──────── EXTRACTED DATA ────────
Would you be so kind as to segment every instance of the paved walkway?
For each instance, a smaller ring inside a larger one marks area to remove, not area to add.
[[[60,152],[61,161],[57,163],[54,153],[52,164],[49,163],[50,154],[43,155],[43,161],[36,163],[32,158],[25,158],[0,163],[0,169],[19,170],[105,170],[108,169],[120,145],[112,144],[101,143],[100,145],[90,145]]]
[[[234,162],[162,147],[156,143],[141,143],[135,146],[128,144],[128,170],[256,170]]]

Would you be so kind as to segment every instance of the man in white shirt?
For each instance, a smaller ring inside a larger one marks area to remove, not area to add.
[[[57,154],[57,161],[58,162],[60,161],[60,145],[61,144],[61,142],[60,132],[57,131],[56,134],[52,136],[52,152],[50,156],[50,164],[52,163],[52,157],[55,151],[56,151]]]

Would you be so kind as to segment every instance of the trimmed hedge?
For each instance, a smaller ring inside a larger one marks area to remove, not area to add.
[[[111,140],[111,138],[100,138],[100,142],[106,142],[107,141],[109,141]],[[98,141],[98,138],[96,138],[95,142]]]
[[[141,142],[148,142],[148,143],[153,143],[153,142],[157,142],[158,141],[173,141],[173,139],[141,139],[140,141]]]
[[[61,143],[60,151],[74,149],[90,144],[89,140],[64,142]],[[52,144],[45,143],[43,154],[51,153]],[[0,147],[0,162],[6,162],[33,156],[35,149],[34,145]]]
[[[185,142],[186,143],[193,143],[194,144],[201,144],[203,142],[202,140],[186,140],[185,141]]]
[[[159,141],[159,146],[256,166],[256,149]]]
────────
§ DO THIS:
Every line above should be written out again exactly as it stands.

§ REPLY:
Would you be so kind as to segment every instance of the paved walkway?
For each instance, a smaller ring inside a larger one marks area to remove, not area to add.
[[[60,152],[61,161],[57,163],[54,153],[52,164],[49,163],[50,154],[43,155],[43,161],[36,163],[32,158],[25,158],[0,163],[0,169],[19,170],[105,170],[108,169],[120,145],[112,144],[101,143],[100,145],[90,145]]]
[[[234,162],[162,147],[156,143],[141,143],[135,146],[128,144],[128,170],[256,170]]]

Would you be so kind as to segment every instance of the man in white shirt?
For each instance, a smaller ring inside a larger one marks area to remove, not area to add.
[[[57,154],[57,161],[58,162],[60,161],[60,145],[61,144],[61,142],[60,132],[57,131],[56,134],[52,136],[52,152],[50,156],[50,164],[52,163],[52,157],[55,151],[56,151]]]

Would you be so kind as to segment every instance of the trimmed hedge?
For each instance, a smaller ring inside a larger one marks area to remove, not area to add.
[[[111,140],[111,138],[100,138],[100,142],[106,142],[107,141],[109,141]],[[98,141],[98,138],[96,138],[95,142]]]
[[[141,142],[148,142],[148,143],[153,143],[153,142],[157,142],[158,141],[173,141],[173,139],[141,139],[140,141]]]
[[[61,143],[60,151],[74,149],[90,144],[89,140],[64,142]],[[52,144],[45,143],[43,154],[51,153]],[[0,147],[0,162],[6,162],[33,156],[35,149],[34,145]]]
[[[185,142],[186,143],[193,143],[194,144],[201,144],[203,142],[202,140],[186,140],[185,141]]]
[[[159,141],[159,146],[256,166],[256,149]]]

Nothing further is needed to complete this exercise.